Short exercise A
In the selection testimony below, why did P1 recommend S1 and S2 for the positions? Answer in one to three sentences.

C1 stated that during the interviews, the panel rated the applicants separately. C1 stated that following the interviews, the panel agreed that S1 and S2 were best qualified for the subject positions because "they were the most competitive in the interview process and the scenario." Specifically, C1 stated that the applicants were asked the same performance-based questions and S1 and S2's answers in the questions for the interviewer were very clear, very concise, very responsive to the questions, gave us good examples ..."
C1 stated that during her interview, Complainant did "not too well." Specifically, C1 stated that Complainant's answers "were not clear. They were not responsive at times to what we were looking for, what the questions dealt with." C1 stated that during Complainant's interview, "there were tears, yes. She was - - she was kind of pleading for the job, begging for the job." C1 stated that during the relevant time, she was never asked to downgrade or lower Complainant's score so she would be less competitive. Furthermore, C1 stated that SO never made comments to her about Complainant.
The other panelist (P1), an Assistant Veteran Service Center Manager, testified that Complainant was ranked fourth of the seven applicants. P1 stated that after a review of the applicants' application packages and their interview, she recommended that S1 and S2 be selected for the subject positions "based on the combined application, interview, and scenario scores, they ranked up on the top." P1 stated that Complainant did "very poorly" during her interview. Specifically, P1 stated that Complainant "does not answer the call of the questions. There's crying involved sometimes; and in this one, I believe there was some crying in there. She begs for the job at the interview and states that she should have it because she's been there longer than anybody."
Regarding claim 2, SO testified that he played a different role in the June interview compared to the April interview. Specifically, SO stated that he scored the applicants during their interviews and conferred with the panelists. SO stated that following his meeting with the panelists, he chose two selectees (S3 and S4) because they were best qualified. Specifically, SO stated that based on their matrix, S3 and S4 "scored fairly well and they did well. They were both very articulate. They answer the call of the question quite well. They were very responsive. They were concise. They didn't ramble. They just exhibited a lot of things in their communications at the interview stage that would - - that we're very impressed with."

Data section
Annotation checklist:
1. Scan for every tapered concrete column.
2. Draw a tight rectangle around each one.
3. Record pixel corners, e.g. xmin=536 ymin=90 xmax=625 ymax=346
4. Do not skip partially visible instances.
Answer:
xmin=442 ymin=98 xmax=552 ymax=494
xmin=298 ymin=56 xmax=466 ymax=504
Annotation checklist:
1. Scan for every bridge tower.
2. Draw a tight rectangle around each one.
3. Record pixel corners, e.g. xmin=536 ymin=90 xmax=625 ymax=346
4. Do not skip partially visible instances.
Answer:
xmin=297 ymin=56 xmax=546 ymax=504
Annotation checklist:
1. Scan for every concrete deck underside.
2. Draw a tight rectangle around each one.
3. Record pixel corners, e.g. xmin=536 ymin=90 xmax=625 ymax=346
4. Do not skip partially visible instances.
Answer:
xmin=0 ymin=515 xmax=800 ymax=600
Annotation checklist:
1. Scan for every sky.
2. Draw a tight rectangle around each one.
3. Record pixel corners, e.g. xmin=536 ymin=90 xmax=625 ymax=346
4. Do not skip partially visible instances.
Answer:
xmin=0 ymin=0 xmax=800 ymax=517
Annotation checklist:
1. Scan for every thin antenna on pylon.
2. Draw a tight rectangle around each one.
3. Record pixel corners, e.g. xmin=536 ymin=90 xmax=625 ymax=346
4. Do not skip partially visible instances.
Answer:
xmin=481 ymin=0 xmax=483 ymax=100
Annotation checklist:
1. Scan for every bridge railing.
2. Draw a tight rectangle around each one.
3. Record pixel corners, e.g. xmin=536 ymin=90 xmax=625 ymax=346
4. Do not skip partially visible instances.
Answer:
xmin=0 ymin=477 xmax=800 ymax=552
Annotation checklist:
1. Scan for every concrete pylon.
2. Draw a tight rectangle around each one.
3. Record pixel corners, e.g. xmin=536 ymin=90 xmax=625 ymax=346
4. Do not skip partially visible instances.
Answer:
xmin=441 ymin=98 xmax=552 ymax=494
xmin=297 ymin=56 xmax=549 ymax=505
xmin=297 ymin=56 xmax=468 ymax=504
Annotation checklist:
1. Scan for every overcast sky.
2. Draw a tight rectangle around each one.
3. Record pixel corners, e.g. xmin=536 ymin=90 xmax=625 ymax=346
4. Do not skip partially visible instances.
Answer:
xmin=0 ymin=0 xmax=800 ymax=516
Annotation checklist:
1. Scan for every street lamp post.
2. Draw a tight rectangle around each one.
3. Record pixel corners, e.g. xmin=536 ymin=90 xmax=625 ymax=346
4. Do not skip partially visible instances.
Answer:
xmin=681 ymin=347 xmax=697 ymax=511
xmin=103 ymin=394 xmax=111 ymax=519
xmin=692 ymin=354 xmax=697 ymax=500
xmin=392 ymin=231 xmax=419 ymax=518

Short exercise B
List every line of the entries above that contains the word "pylon". Case counts.

Complete output A
P1 recommended S1 and S2 after reviewing the applicants' application packages and interviews. Based on the combined application, interview, and scenario scores, the two of them ranked at the top.

Complete output B
1. Scan for every thin antenna on pylon.
1. Scan for every concrete pylon.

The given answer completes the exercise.